What’s The Half Life Of A Digitally-Built Brand?

Mark Di SommaFebruary 8, 20164 min

There’s some evidence to suggest that brands globally can expect to have shorter and shorter half lives. But do the same dynamics apply to digitally-based brands that have applied to the brands that were built “physically” in the past?

Physically-built brands have been around long enough for us to get some sense of how long they survive. “A full one-third of the companies listed in the 1970 Fortune 500, for instance, had vanished by 1983-acquired, merged, or broken to pieces”, according to Bloomberg. That’s a scary level of drop-off. What we don’t know yet is how long brands that have been birthed and have grown up in a digital age will survive. We also don’t know, of course, whether they have a different life expectancy than their analogue counterparts. And before you ask, no I don’t know either.

But the Black Swan reminder is that because the fade time on analogue brands has been a certain period, one can draw no assumptions as to whether those same timeframes apply to digitally-built brands.

I certainly don’t think we’re anywhere near close to a post-brand age. Jens Martin Skibsted and Rasmus Bech Hansen wrote an article in which they refuted the prediction that brands were finished. (Thanks Felipe Schmitt-Fleischer for the point). “The role of a brand is—and never was—just about solving an information problem. It’s about providing meaning and satisfying emotional needs. These fundamental human needs have not changed. To the contrary as consumers experience information overload, there might be a tendency to gravitate toward what’s known and comforting.”

#### WRITTEN PROBLEM 1
Reproduce word for word the stretch of the brand half-life article from "There’s some evidence" through "in the past?".

#### DATA RECORDS
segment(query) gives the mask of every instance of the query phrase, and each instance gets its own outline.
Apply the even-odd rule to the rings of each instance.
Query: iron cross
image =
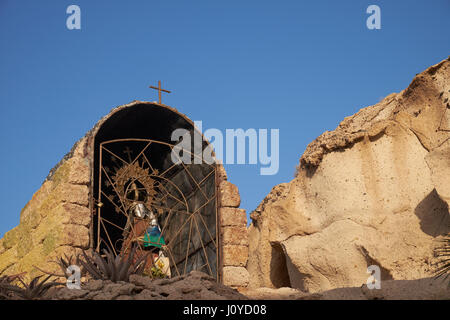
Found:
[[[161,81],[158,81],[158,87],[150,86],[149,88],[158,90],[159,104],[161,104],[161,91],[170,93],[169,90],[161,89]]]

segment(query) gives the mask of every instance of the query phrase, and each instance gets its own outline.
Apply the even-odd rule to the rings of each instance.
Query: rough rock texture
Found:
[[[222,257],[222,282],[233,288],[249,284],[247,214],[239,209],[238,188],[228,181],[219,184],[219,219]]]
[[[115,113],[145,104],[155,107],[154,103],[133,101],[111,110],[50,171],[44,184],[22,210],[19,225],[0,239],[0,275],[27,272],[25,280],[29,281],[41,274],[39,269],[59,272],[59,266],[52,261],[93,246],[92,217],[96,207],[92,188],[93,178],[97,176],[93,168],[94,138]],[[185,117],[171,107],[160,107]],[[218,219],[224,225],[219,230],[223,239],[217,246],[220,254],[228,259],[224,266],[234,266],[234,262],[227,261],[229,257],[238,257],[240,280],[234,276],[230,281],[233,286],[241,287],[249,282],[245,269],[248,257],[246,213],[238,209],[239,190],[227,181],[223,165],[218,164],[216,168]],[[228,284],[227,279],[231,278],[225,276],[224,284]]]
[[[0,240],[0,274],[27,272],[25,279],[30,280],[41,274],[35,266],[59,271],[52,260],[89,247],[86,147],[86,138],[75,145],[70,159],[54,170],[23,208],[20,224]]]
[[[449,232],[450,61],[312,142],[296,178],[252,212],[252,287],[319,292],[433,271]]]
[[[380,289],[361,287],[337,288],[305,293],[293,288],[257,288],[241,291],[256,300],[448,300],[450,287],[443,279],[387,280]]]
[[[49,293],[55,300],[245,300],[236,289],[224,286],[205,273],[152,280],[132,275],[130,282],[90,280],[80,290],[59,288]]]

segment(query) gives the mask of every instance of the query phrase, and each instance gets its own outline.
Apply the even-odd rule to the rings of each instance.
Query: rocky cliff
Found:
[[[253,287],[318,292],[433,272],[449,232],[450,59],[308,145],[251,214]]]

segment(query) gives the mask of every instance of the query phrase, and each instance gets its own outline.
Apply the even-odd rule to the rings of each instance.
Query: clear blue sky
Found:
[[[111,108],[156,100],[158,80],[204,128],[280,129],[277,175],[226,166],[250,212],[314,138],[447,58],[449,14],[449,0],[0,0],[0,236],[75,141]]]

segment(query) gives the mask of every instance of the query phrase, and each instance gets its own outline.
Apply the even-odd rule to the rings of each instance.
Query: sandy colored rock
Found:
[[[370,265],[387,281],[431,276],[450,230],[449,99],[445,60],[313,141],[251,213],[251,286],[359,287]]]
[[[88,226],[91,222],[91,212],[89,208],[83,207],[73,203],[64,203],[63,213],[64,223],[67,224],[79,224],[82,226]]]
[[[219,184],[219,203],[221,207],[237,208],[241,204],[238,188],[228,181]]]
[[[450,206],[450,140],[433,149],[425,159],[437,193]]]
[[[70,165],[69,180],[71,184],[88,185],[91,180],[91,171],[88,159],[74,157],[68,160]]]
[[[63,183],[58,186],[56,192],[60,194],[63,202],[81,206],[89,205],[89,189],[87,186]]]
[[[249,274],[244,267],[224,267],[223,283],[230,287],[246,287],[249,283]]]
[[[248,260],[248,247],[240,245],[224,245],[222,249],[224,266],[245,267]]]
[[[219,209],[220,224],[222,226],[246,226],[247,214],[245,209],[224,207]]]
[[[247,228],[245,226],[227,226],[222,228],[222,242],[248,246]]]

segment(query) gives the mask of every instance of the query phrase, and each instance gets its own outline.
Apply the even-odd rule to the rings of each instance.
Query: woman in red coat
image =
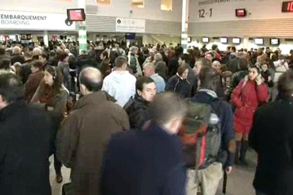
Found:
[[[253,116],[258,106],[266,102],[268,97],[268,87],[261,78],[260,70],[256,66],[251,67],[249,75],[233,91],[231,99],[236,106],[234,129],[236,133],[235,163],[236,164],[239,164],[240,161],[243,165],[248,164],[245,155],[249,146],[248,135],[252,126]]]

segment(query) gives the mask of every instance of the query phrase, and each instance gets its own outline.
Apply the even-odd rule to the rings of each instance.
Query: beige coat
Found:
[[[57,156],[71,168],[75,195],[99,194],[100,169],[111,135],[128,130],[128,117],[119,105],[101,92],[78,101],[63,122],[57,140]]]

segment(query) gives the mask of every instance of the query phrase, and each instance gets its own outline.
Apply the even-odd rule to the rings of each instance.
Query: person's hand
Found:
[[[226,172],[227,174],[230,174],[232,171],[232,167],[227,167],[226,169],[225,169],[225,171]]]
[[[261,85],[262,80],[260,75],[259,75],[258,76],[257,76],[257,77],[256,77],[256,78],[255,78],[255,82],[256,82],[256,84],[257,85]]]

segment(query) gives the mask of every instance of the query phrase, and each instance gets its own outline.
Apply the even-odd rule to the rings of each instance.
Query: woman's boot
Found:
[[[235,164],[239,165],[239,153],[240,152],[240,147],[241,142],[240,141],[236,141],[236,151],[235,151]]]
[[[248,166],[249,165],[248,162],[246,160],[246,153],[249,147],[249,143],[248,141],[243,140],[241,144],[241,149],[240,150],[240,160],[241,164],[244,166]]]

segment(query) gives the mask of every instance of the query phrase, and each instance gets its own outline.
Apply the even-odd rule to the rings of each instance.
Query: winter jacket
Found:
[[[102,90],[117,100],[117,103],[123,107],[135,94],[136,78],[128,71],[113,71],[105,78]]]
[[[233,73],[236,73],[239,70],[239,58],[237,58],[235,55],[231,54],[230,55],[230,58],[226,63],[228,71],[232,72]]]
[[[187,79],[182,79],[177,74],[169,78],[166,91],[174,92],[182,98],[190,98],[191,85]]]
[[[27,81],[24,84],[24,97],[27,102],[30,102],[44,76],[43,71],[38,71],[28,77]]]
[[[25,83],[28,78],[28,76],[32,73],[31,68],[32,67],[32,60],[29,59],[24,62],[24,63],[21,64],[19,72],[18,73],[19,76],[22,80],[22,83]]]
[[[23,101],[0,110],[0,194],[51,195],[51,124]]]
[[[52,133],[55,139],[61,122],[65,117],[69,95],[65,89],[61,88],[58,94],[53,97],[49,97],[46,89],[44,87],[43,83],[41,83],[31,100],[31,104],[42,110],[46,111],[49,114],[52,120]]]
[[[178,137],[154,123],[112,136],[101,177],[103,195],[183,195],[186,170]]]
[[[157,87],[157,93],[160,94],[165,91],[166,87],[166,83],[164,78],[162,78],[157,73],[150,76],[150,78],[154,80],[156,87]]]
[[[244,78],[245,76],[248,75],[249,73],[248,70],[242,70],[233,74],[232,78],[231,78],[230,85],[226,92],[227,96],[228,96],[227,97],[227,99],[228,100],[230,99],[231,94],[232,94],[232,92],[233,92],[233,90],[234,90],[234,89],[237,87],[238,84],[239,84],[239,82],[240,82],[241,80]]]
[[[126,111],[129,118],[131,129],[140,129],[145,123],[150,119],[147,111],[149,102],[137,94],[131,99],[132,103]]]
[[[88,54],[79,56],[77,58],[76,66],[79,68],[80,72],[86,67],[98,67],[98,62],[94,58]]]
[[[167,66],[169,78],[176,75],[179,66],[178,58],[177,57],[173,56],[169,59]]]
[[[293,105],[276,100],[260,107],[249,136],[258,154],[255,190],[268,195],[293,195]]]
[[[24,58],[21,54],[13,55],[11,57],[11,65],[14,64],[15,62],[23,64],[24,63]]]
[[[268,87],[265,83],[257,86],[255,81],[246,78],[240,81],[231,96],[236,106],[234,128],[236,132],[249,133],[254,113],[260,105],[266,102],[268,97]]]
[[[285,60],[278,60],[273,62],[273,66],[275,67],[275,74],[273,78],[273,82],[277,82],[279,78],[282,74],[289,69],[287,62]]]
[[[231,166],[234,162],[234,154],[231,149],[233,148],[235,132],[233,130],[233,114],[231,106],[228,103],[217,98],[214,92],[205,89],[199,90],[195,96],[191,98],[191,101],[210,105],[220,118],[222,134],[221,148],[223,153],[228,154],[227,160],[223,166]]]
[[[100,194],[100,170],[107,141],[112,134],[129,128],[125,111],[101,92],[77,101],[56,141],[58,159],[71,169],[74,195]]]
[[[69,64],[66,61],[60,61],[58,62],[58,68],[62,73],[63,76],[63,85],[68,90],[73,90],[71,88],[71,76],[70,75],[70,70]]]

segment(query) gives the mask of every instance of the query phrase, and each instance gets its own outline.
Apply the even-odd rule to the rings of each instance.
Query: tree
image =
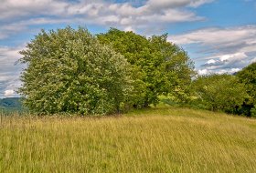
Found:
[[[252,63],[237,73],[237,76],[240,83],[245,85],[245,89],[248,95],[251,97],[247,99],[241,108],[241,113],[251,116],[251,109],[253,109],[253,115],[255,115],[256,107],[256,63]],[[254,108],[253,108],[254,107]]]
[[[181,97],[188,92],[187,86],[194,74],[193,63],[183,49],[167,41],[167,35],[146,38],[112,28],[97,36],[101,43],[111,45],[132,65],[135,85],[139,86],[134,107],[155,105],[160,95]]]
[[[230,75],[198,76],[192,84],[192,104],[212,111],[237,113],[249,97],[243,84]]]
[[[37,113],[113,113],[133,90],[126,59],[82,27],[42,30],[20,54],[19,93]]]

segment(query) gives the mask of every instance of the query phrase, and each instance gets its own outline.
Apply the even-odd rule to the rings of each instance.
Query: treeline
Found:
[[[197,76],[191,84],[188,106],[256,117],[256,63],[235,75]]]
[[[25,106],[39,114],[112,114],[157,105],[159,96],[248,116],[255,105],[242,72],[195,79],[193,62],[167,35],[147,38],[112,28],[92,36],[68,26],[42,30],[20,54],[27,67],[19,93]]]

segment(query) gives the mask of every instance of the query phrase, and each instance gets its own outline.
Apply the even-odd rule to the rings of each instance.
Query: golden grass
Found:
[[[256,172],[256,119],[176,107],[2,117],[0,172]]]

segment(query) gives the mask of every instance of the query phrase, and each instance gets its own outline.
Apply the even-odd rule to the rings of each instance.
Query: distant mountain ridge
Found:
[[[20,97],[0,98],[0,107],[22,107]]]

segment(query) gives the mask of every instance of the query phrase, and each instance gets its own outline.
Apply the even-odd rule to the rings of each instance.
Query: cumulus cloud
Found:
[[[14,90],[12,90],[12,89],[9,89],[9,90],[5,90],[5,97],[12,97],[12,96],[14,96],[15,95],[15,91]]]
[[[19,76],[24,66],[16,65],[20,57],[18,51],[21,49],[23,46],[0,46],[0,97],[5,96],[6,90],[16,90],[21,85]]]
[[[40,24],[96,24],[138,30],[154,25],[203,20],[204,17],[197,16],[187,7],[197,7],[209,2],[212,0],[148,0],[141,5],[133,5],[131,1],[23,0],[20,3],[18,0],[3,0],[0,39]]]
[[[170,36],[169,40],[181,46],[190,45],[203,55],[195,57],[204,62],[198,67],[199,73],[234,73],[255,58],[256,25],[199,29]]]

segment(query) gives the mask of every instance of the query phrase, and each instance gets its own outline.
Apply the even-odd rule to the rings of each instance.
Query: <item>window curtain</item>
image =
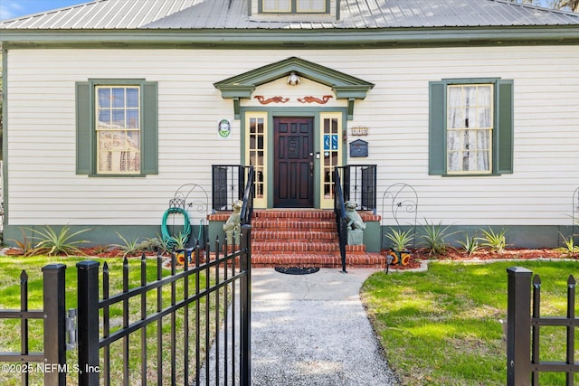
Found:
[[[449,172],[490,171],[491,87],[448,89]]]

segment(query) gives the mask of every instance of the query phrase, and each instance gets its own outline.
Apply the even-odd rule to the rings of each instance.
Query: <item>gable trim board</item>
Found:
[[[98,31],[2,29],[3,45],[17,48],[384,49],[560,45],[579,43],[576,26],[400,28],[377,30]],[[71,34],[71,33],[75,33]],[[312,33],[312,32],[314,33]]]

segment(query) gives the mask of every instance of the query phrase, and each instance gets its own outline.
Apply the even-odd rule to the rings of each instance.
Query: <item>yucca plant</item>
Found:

#### WRITTEN PROBLEM 2
Locate every line in the records that contains the string "coat", treating uppercase and lowercase as different, and copy each of those lines.

#### WRITTEN SOLUTION 1
There’s some evidence to suggest that brands globally can expect to have shorter and shorter half lives. But do the same dynamics apply to digitally-based brands that have applied to the brands that were built “physically” in the past?

#### WRITTEN SOLUTION 2
Query: woman in red coat
Query: beige coat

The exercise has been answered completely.